▶ [DIRECTIVE]:
In every row below, change "instance" to "occurrence" and leave all other text as it is.

Coordinate labeling data:
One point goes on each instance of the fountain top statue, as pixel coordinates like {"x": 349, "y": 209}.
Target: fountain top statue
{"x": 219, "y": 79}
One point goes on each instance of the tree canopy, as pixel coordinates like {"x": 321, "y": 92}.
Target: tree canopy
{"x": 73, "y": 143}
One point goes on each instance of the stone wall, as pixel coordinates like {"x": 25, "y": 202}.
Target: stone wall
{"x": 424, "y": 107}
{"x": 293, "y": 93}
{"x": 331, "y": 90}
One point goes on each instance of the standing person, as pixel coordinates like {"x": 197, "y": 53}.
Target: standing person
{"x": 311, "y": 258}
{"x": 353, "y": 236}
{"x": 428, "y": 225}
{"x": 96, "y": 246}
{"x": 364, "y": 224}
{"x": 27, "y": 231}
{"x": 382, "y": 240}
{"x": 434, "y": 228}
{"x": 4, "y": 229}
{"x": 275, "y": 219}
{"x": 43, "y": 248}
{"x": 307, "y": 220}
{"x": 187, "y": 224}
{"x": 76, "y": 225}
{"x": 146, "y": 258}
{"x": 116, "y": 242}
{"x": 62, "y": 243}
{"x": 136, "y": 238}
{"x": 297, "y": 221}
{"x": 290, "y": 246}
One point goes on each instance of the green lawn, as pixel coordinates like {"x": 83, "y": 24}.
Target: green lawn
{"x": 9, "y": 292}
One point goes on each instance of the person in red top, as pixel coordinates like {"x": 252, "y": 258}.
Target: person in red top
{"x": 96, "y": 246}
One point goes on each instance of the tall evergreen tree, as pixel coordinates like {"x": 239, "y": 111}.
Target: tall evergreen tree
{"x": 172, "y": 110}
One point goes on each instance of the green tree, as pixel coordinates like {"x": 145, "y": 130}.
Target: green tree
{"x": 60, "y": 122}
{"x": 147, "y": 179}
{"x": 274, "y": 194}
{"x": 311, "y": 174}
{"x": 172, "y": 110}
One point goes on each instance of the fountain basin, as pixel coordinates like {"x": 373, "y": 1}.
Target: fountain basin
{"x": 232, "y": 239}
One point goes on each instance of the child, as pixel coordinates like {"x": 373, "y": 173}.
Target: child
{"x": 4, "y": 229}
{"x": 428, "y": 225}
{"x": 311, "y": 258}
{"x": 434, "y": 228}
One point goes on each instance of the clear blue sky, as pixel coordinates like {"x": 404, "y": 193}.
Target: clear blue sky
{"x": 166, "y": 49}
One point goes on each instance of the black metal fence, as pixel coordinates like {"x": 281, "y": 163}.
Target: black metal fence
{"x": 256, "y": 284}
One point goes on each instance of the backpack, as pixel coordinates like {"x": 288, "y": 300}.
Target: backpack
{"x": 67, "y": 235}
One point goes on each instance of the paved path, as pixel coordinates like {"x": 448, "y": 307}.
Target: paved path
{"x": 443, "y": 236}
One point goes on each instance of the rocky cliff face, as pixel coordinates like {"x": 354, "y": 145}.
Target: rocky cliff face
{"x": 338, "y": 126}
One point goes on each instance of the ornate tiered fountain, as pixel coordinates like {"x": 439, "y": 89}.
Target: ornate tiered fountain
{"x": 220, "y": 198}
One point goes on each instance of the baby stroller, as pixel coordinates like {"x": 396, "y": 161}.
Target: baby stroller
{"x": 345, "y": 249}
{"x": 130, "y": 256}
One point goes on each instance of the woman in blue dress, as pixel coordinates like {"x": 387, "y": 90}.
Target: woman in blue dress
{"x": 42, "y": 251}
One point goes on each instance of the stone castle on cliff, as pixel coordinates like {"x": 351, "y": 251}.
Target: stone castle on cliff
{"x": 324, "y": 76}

▶ [RESULT]:
One point goes on each occurrence of the fountain top statue, as pixel coordinates like {"x": 349, "y": 209}.
Target: fountain top statue
{"x": 219, "y": 79}
One point goes on each occurrence of the tree canopy, as pixel coordinates like {"x": 321, "y": 92}.
Target: tree canopy
{"x": 73, "y": 143}
One point goes on each occurrence of the stone wall, as pixel coordinates like {"x": 25, "y": 202}.
Target: stone wall
{"x": 424, "y": 107}
{"x": 293, "y": 93}
{"x": 331, "y": 90}
One point goes on each occurrence of the standing person, as pixel coordinates like {"x": 197, "y": 53}.
Target: standing person
{"x": 311, "y": 258}
{"x": 353, "y": 236}
{"x": 428, "y": 225}
{"x": 96, "y": 246}
{"x": 364, "y": 224}
{"x": 27, "y": 231}
{"x": 382, "y": 240}
{"x": 434, "y": 228}
{"x": 4, "y": 229}
{"x": 275, "y": 219}
{"x": 43, "y": 248}
{"x": 307, "y": 220}
{"x": 187, "y": 224}
{"x": 76, "y": 225}
{"x": 146, "y": 258}
{"x": 116, "y": 242}
{"x": 62, "y": 243}
{"x": 136, "y": 238}
{"x": 297, "y": 221}
{"x": 290, "y": 246}
One point goes on each occurrence of the green lawn, as pixel coordinates like {"x": 83, "y": 24}.
Target: green lawn
{"x": 9, "y": 292}
One point goes on each occurrence of the person in red top, as pixel coordinates like {"x": 252, "y": 258}.
Target: person in red top
{"x": 96, "y": 246}
One point goes on each occurrence of the tall evergreen tree, as pixel coordinates like {"x": 239, "y": 111}.
Target: tall evergreen tree
{"x": 172, "y": 110}
One point goes on each occurrence of the green tree, as pixel coordinates like {"x": 145, "y": 130}.
Target: green tree
{"x": 60, "y": 122}
{"x": 147, "y": 179}
{"x": 274, "y": 194}
{"x": 311, "y": 174}
{"x": 172, "y": 110}
One point goes on each occurrence of the fountain basin, as pixel coordinates like {"x": 373, "y": 1}.
Target: fountain basin
{"x": 232, "y": 239}
One point goes on each occurrence of the child, as pixel coordinates like {"x": 373, "y": 173}.
Target: child
{"x": 4, "y": 229}
{"x": 428, "y": 225}
{"x": 311, "y": 258}
{"x": 434, "y": 228}
One point goes on each occurrence of the clear blue sky, as pixel coordinates like {"x": 404, "y": 193}.
Target: clear blue sky
{"x": 166, "y": 49}
One point goes on each occurrence of the black metal fence, as pixel coordinates like {"x": 281, "y": 163}.
Target: black metal fence
{"x": 256, "y": 284}
One point goes on each occurrence of the backpack, as pixel coordinates like {"x": 288, "y": 300}.
Target: backpack
{"x": 67, "y": 235}
One point goes on each occurrence of the paved path, as pixel coordinates like {"x": 448, "y": 307}.
Target: paved path
{"x": 443, "y": 236}
One point goes on each occurrence of the rocky cliff face, as pixel coordinates like {"x": 354, "y": 145}.
Target: rocky cliff face
{"x": 338, "y": 126}
One point goes on each occurrence of the ornate tiered fountain, as pixel coordinates like {"x": 439, "y": 89}.
Target: ornate tiered fountain
{"x": 220, "y": 198}
One point goes on each occurrence of the baby stroller, as pixel coordinates like {"x": 396, "y": 161}.
Target: baby stroller
{"x": 345, "y": 249}
{"x": 130, "y": 256}
One point goes on each occurrence of the woman in blue dress, as pixel coordinates like {"x": 387, "y": 90}.
Target: woman in blue dress
{"x": 42, "y": 251}
One point goes on each occurrence of the stone castle on cliff, as pixel coordinates like {"x": 351, "y": 251}.
Target: stone castle on cliff
{"x": 324, "y": 76}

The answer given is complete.